# PASSAGE TO READ:
+ + + + +
Why Not One Big Database? Principles for Data Ownership
Marshall W. Van Alstyne
Boston University - Department of Management Information Systems; MIT Sloan School
Massachusetts Institute of Technology (MIT) - Sloan School of Management; National Bureau of Economic Research (NBER)
Massachusetts Institute of Technology (MIT) - Sloan School of Management
April 23, 1995
Decision Support Systems, Vol. 15, pp. 267-284, 1995
MIT Sloan Research Paper
This research addresses incentive principles that drive information sharing and affect database value. Many real world centralization and standardization efforts have failed, typically because departments lacked incentives or needed greater local autonomy. While intangible factors such as "ownership" have been described as key to providing incentives, these soft issues have largely eluded formal characterization. Using an incomplete contracts approach from economics, we model the costs and benefits of reorganizing control, including intangible factors, by explicitly considering the role of data "ownership." There are two principal benefits of this approach. First, it defines mathematically precise terms for analyzing incentive costs and benefits of differing control rights. Second, this theoretical framework leads to development of seven normative principles for improved database design. These principles offer guidance for outsourcing, decentralizing control, and standardization. Applications are illustrated through case histories.
+ + + + +
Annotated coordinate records

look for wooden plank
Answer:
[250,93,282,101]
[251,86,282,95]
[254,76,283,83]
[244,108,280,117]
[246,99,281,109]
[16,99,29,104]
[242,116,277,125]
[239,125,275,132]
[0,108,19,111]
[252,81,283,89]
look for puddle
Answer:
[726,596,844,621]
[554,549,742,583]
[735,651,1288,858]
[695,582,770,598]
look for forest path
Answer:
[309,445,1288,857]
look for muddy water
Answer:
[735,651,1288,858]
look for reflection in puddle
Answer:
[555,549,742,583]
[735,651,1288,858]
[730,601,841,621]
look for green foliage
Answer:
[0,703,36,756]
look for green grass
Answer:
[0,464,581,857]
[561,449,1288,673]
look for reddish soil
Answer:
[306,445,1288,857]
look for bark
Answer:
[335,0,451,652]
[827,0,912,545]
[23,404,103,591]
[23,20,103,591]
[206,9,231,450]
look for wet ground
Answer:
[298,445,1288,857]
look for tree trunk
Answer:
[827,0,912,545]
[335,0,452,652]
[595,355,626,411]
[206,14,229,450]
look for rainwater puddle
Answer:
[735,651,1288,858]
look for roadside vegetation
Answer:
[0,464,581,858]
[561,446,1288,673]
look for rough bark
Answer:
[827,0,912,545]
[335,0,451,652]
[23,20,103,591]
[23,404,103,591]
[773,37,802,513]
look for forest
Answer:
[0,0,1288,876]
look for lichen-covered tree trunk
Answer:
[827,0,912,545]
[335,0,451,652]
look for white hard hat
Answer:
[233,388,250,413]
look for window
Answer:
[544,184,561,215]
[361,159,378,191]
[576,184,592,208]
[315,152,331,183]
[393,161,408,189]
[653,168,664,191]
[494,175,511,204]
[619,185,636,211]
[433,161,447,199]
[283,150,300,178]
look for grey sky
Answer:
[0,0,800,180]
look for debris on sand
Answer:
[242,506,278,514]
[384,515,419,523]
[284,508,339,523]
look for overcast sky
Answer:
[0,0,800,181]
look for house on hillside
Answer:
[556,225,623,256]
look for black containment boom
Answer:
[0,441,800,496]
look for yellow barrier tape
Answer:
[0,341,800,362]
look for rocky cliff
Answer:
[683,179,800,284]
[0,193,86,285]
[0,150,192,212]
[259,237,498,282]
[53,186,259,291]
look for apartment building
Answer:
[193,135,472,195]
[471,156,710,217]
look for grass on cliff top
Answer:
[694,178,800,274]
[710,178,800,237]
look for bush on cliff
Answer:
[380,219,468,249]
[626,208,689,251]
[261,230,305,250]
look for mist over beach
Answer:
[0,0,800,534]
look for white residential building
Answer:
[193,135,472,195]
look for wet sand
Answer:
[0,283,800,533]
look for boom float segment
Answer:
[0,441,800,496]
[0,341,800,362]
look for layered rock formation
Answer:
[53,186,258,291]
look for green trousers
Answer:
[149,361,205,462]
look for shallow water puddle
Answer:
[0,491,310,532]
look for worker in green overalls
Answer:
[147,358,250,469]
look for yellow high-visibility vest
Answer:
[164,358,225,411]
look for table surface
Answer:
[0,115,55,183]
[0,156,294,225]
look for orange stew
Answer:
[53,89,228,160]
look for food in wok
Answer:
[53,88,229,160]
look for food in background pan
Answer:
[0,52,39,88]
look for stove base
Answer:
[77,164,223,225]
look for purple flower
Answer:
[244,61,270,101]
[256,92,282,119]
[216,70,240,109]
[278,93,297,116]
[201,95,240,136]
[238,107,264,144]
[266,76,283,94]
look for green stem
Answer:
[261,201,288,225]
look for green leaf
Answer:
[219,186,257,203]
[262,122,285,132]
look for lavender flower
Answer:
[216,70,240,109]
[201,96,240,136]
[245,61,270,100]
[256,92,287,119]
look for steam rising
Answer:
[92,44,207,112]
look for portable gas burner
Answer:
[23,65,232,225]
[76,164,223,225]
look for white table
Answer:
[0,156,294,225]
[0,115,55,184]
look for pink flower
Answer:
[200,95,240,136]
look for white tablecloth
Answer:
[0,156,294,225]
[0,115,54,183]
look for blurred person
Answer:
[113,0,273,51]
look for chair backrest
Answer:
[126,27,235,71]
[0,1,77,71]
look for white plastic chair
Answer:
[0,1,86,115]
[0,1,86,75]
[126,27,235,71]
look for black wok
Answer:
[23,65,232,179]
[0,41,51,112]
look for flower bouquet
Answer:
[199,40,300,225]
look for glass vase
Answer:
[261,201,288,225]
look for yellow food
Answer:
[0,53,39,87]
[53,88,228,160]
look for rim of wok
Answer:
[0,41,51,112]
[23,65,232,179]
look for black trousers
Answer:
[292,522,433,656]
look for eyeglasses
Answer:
+ + + + +
# YOUR TASK:
In the abstract on data ownership above, which areas are the seven normative principles said to offer guidance for? List all of them.

# SOLVED PROBLEM:
- Outsourcing
- Decentralizing control
- Standardization